[Supplied passage]
--- START ---

Montana state Democratic Rep. Zooey Zephyr, the state’s only transgender lawmaker, said that supporters of a bill which would prevent transgender youth from receiving life-saving medical treatment will have “blood on their hands.”
Zephyr wasn’t wrong — without support and medically recommended gender-affirming care, the suicide rate for trans youth is twice what it is for those with such support. Gender-affirming care is proven to save lives. Still, Zephyr was barred from the House floor. She worked from a hallway in the state capitol and could only vote virtually.
The targeted lawmakers represent minority demographics among their colleagues. The majority white, male, heterosexual and cisgender Republican majorities in both statehouses are the status quo. With their supermajorities, they get to decide what “decorum” means.

--- END ---

[Apply what you read]
1 > In the passage on Zooey Zephyr, where did Zephyr work after she was barred from the House floor?
2 > Copy the passage on Zooey Zephyr word for word, starting with "Montana state Democratic" and going on through "only vote virtually.".
3 > Using the passage on Zooey Zephyr, explain why it says Zephyr "wasn't wrong" about supporters of the bill.
You won't need the records for anything here.

Referring expression pointing data
--- START ---

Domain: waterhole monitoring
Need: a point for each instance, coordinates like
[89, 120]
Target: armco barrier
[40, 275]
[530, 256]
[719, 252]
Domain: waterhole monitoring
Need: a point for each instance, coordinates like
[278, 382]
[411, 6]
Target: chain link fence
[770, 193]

--- END ---
--- START ---

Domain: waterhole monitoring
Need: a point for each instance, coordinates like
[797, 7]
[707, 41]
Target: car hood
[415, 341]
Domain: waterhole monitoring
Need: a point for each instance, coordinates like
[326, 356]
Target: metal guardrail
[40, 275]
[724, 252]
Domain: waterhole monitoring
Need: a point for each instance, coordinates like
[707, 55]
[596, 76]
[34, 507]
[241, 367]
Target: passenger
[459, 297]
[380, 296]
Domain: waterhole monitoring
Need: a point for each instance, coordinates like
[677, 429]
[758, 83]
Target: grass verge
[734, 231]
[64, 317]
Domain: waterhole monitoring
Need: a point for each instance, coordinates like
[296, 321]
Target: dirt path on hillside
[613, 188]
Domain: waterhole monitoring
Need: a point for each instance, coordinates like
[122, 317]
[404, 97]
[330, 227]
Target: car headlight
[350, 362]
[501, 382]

--- END ---
--- START ---

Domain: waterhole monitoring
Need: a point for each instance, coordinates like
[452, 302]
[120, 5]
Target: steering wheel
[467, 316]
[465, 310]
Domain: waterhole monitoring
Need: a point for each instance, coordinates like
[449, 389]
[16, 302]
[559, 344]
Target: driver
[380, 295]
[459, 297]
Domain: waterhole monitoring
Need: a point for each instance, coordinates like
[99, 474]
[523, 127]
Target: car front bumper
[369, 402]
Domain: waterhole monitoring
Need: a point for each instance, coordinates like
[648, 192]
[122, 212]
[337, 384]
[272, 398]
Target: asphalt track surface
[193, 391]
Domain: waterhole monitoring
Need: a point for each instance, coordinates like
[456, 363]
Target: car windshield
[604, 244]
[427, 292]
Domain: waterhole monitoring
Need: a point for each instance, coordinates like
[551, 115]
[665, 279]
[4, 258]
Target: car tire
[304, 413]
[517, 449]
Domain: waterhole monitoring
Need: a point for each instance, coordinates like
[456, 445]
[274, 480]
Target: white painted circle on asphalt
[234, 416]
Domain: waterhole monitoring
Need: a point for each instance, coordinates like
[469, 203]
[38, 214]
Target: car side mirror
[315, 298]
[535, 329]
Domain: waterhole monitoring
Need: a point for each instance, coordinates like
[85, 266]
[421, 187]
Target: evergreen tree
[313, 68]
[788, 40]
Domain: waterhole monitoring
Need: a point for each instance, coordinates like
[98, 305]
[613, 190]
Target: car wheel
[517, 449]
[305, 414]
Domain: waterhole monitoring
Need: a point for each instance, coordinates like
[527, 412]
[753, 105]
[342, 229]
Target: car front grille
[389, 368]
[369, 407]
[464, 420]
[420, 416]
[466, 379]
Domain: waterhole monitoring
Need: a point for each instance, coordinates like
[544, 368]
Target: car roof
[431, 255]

--- END ---

[Task-by-task solutions]
1 > She worked from a hallway in the state capitol.

2 >
Montana state Democratic Rep. Zooey Zephyr, the state’s only transgender lawmaker, said that supporters of a bill which would prevent transgender youth from receiving life-saving medical treatment will have “blood on their hands.”
Zephyr wasn’t wrong — without support and medically recommended gender-affirming care, the suicide rate for trans youth is twice what it is for those with such support. Gender-affirming care is proven to save lives. Still, Zephyr was barred from the House floor. She worked from a hallway in the state capitol and could only vote virtually.

3 > Without support and medically recommended gender-affirming care, the suicide rate for trans youth is twice what it is for those who have such support. Gender-affirming care is proven to save lives.